Objective: Copy the material from the line containing "Rules: pick out each instance of the white sack" through the end of the material, substituting "single marker" for "single dot" and changing nothing else.
····················
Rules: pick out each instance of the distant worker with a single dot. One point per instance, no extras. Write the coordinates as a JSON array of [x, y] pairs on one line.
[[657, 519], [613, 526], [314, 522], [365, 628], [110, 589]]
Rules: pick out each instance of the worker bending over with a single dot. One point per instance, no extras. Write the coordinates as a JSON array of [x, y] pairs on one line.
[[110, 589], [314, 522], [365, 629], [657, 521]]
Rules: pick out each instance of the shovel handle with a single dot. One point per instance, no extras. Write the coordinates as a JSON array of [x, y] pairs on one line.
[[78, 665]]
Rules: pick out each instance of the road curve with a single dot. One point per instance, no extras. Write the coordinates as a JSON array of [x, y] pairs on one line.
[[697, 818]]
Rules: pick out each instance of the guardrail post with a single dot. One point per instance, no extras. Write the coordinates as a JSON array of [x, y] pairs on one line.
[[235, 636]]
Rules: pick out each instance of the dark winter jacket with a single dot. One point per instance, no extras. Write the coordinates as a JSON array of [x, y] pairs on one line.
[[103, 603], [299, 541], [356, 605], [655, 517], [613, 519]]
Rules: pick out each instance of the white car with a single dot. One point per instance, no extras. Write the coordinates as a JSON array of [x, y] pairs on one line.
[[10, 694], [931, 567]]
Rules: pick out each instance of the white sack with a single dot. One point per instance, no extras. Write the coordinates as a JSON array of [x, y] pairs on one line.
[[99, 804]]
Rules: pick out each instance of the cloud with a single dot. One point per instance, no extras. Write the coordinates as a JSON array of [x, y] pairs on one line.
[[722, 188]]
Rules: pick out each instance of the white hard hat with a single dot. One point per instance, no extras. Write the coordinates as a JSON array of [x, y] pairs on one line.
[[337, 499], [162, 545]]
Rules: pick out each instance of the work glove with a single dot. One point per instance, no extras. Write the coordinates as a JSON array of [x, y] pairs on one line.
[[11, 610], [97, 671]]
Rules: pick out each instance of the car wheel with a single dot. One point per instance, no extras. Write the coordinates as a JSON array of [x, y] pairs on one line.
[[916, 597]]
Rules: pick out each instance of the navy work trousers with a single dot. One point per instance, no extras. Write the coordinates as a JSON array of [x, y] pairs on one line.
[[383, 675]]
····················
Exercise answer:
Rules: pick out each instance of the white sack with a single marker. One point per instance, no extras. Write the coordinates as a JSON array of [x, y] pairs on one line.
[[99, 804]]
Rules: pick out each instance of the cloud with a single marker. One point per instance, no extras. Write the coordinates as a JSON array of [x, y] pairs on one line.
[[722, 188]]
Rules: pick out each instance of the white hard hat with a single marker. One point per instance, no extras. Write the coordinates as a JSON array of [x, y] pairs on one line.
[[337, 499], [162, 545]]
Rules: pick out each instance of the work glove with a single marker. One point per instance, no extras. Write the coordinates as a JSON array of [x, y] pairs on one line.
[[11, 610], [97, 671]]
Rules: pick out each instance of the car wheel with a single marker. One point per instance, no extras. Write the coordinates as a JSON array of [x, y] pairs on one line.
[[916, 597]]
Rules: pick out each instance of the navy work trousers with a single marker. One point per instance, no extras. Write the coordinates as a JSON array of [x, y] pairs on one line.
[[383, 675]]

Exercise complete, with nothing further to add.